-- Start RECORD LIST --

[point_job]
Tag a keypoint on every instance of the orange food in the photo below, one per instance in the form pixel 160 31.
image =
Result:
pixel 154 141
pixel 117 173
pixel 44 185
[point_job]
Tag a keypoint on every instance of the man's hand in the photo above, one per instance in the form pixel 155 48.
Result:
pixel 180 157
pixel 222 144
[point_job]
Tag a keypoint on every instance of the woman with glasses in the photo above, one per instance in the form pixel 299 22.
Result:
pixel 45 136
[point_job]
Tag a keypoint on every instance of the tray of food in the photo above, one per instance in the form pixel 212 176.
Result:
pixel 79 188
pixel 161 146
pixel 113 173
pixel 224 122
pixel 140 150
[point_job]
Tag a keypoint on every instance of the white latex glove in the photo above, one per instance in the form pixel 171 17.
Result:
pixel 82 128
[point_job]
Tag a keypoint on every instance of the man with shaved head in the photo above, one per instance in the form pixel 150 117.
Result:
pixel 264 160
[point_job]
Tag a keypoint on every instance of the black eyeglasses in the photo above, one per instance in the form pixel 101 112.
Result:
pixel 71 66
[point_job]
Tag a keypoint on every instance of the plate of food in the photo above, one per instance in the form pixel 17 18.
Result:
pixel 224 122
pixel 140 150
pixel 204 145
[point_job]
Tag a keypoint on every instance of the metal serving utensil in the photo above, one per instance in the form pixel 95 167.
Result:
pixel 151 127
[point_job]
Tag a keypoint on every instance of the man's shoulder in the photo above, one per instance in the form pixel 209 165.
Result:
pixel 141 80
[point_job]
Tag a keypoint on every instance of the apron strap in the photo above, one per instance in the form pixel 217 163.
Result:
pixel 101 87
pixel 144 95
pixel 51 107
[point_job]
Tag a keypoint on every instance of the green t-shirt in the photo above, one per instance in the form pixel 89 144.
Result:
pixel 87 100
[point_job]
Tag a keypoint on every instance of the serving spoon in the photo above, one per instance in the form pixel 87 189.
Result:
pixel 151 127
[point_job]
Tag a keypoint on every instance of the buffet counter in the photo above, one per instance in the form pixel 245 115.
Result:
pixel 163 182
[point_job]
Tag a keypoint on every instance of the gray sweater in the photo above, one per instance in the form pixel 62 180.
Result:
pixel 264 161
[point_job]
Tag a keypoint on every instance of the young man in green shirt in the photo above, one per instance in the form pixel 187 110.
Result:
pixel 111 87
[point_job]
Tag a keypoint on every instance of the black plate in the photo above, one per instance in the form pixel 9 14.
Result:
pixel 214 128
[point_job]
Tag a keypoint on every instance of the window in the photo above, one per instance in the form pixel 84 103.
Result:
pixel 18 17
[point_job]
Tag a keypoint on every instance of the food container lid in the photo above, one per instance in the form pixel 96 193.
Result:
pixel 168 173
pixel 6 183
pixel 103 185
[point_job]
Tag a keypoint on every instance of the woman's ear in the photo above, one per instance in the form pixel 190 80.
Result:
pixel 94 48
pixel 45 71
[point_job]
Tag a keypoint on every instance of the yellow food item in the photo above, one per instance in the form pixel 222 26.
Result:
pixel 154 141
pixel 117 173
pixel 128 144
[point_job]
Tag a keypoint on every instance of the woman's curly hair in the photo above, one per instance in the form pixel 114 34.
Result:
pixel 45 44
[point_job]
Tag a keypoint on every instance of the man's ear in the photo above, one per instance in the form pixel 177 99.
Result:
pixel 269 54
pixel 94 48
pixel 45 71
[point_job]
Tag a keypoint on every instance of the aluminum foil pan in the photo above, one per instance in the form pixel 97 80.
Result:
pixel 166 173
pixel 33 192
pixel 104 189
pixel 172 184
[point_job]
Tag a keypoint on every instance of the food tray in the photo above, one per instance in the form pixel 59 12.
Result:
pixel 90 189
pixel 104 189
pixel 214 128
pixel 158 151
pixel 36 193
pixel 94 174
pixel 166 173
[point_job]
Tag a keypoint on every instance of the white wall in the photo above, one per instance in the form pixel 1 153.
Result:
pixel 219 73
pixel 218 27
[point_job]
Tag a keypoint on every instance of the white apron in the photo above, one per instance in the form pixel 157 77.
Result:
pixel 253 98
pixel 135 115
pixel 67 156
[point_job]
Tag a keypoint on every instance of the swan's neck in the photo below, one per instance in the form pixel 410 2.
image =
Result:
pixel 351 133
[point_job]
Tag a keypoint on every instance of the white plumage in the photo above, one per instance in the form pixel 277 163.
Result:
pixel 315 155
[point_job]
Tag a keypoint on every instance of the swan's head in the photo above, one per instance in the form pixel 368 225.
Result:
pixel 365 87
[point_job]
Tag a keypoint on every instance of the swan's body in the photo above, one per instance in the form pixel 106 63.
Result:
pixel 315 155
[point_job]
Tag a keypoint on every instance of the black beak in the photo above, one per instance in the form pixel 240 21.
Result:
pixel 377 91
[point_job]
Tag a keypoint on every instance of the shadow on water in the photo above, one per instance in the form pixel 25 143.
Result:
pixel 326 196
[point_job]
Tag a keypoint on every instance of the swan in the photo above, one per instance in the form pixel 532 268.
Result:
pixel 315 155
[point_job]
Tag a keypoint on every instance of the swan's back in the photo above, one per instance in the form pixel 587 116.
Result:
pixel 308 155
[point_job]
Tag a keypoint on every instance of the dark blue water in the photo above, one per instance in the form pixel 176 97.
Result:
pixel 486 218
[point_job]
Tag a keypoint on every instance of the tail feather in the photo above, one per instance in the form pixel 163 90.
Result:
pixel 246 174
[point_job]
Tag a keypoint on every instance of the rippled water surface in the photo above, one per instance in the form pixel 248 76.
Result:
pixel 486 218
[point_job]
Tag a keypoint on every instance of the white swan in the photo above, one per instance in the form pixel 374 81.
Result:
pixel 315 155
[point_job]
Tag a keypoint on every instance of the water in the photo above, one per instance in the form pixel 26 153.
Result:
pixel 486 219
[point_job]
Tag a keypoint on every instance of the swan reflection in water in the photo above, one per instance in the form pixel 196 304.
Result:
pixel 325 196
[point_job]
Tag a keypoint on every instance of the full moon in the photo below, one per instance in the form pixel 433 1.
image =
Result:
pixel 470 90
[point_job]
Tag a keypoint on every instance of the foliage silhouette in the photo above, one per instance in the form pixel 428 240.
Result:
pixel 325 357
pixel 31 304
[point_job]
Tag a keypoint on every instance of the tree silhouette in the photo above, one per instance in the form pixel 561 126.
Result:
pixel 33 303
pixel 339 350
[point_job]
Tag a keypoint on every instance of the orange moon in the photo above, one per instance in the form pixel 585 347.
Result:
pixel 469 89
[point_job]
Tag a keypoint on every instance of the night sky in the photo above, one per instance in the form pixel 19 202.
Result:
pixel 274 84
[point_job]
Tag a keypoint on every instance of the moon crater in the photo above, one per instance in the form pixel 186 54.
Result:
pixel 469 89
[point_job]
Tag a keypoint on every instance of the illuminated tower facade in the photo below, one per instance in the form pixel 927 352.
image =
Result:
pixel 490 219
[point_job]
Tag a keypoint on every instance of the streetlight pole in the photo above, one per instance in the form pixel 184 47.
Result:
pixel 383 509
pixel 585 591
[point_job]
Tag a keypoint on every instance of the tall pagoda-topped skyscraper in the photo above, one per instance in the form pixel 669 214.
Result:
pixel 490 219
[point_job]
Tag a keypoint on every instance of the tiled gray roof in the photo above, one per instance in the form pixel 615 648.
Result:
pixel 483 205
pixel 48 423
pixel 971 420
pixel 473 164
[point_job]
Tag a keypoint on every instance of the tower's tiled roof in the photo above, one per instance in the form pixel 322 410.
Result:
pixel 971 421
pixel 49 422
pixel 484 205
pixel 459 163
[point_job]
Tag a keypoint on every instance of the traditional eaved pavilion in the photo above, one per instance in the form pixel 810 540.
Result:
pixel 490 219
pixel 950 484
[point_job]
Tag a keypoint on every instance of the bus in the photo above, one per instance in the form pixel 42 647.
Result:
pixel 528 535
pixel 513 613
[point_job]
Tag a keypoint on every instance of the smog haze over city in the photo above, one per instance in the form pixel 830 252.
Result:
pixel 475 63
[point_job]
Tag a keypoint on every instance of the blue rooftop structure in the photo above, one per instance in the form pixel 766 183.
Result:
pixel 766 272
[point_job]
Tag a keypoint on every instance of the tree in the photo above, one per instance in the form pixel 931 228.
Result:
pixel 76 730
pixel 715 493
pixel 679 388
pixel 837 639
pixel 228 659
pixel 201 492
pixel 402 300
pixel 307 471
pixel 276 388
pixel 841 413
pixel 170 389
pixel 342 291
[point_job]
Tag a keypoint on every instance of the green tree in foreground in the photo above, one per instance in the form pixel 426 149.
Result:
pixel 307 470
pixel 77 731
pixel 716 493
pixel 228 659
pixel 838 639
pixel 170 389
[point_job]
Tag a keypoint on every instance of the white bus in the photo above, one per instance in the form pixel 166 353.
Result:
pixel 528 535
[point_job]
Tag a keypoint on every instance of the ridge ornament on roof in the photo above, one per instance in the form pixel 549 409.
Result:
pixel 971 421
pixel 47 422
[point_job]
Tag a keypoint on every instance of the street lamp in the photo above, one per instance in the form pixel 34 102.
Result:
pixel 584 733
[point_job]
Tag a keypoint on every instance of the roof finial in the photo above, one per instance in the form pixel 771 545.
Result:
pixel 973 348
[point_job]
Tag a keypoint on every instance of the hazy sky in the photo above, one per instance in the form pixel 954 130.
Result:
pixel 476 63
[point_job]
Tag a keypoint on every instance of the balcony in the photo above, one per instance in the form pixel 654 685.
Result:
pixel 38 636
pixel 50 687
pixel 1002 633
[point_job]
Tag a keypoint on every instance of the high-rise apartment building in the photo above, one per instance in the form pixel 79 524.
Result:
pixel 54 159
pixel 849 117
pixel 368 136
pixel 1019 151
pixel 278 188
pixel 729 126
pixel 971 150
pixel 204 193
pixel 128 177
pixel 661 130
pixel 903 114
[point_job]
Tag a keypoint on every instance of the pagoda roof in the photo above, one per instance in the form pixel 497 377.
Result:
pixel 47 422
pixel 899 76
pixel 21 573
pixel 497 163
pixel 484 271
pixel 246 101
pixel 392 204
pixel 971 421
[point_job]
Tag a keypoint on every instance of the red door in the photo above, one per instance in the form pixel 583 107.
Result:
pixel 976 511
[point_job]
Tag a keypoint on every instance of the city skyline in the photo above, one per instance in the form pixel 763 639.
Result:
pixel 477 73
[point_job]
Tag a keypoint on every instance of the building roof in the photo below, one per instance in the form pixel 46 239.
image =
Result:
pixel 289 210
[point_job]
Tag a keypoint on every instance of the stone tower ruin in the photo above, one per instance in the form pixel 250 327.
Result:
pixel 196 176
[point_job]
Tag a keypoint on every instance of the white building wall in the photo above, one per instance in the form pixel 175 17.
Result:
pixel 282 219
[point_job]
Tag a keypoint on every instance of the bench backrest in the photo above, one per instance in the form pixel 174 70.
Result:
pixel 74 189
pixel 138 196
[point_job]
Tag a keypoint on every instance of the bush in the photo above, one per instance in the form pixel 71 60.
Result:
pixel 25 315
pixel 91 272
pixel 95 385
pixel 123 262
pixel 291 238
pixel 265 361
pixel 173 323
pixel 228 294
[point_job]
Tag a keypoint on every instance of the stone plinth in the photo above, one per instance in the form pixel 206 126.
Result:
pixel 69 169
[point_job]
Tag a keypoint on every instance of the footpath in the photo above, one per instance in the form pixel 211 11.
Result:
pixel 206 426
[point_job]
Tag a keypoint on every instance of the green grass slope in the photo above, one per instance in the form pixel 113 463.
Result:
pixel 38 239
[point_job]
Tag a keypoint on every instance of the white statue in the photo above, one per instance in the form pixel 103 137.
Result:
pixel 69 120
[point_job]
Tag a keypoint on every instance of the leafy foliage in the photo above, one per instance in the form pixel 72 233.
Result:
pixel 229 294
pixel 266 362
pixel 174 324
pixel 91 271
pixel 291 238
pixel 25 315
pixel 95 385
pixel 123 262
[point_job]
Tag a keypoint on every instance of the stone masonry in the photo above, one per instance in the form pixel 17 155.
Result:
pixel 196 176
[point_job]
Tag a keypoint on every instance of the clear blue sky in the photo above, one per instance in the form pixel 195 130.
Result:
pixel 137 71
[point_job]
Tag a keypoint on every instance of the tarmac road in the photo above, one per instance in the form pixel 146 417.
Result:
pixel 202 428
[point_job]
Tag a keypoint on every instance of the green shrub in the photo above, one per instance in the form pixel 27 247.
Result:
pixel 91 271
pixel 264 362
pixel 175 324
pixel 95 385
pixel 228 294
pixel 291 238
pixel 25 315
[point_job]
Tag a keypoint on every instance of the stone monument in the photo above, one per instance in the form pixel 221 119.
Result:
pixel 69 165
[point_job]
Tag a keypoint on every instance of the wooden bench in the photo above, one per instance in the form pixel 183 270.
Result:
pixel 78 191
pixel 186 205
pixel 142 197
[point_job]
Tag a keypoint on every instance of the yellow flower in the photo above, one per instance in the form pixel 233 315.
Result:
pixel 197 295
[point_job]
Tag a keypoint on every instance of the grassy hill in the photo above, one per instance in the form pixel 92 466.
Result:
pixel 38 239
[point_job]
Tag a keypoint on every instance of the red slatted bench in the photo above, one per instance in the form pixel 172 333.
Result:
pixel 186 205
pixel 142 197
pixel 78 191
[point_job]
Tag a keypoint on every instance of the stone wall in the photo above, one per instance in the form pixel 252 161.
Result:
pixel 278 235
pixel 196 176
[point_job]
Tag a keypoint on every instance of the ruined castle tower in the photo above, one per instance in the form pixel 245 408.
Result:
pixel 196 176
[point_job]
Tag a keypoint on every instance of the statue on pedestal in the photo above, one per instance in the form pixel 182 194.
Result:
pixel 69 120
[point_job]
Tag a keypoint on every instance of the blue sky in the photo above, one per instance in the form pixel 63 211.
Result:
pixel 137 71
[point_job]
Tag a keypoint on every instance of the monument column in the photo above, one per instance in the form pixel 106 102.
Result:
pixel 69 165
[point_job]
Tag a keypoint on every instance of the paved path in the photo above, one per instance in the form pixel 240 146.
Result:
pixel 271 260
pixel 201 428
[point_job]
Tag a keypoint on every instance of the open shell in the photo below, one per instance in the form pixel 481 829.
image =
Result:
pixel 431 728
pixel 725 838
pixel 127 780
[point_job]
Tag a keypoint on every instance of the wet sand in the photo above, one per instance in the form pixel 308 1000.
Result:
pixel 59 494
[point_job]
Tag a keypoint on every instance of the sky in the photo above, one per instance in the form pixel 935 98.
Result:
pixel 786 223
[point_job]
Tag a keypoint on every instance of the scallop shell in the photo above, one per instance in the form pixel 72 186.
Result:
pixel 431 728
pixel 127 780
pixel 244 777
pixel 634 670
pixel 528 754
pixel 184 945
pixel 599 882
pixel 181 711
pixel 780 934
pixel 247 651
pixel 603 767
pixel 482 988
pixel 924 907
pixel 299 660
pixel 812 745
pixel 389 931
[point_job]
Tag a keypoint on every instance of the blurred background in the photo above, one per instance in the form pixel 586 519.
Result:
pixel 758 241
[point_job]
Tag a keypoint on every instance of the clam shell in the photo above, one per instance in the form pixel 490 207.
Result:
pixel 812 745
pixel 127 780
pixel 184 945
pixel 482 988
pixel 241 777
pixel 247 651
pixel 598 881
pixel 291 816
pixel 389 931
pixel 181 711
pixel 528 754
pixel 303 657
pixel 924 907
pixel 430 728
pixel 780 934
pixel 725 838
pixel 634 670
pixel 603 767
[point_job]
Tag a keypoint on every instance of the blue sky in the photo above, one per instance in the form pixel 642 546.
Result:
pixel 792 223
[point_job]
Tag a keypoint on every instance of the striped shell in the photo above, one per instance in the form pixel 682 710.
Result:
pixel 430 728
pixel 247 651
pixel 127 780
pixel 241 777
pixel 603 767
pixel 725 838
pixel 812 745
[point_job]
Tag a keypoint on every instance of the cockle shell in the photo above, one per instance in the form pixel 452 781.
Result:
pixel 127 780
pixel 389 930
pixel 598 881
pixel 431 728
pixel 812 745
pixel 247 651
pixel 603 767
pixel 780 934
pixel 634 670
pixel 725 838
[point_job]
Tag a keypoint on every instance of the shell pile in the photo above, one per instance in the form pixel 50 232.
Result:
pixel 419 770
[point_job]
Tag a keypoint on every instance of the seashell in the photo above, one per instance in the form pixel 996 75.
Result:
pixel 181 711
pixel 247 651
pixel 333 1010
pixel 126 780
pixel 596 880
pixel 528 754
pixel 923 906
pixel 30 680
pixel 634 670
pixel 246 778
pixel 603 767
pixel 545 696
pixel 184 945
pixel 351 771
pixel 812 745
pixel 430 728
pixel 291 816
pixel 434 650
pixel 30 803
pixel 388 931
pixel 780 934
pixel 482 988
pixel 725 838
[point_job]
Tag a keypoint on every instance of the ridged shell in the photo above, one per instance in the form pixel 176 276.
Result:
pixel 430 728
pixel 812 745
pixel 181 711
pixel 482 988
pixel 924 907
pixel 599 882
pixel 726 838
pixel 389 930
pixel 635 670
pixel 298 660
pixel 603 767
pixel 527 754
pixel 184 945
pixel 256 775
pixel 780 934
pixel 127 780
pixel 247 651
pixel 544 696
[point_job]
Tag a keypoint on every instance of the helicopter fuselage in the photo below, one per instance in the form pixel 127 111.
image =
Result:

-- End RECORD LIST --

● GIVEN REQUEST:
Which lines of the listing contain the word "green"? Pull out each of them in full.

● WRITTEN ANSWER:
Tag a keypoint on every instance of the green t-shirt in the photo above, one per instance in the form pixel 89 144.
Tag a keypoint on every instance of the young man in green shirt in the photo above, one per instance in the form pixel 187 110.
Tag a keypoint on every instance of the green tree in foreground in the photo above, one per instance in the form pixel 426 149.
Tag a keypoint on every instance of the green grass slope in the photo above, one per instance in the form pixel 113 463.
Tag a keypoint on every instance of the green shrub in the photo above, one per instance in the form pixel 27 247.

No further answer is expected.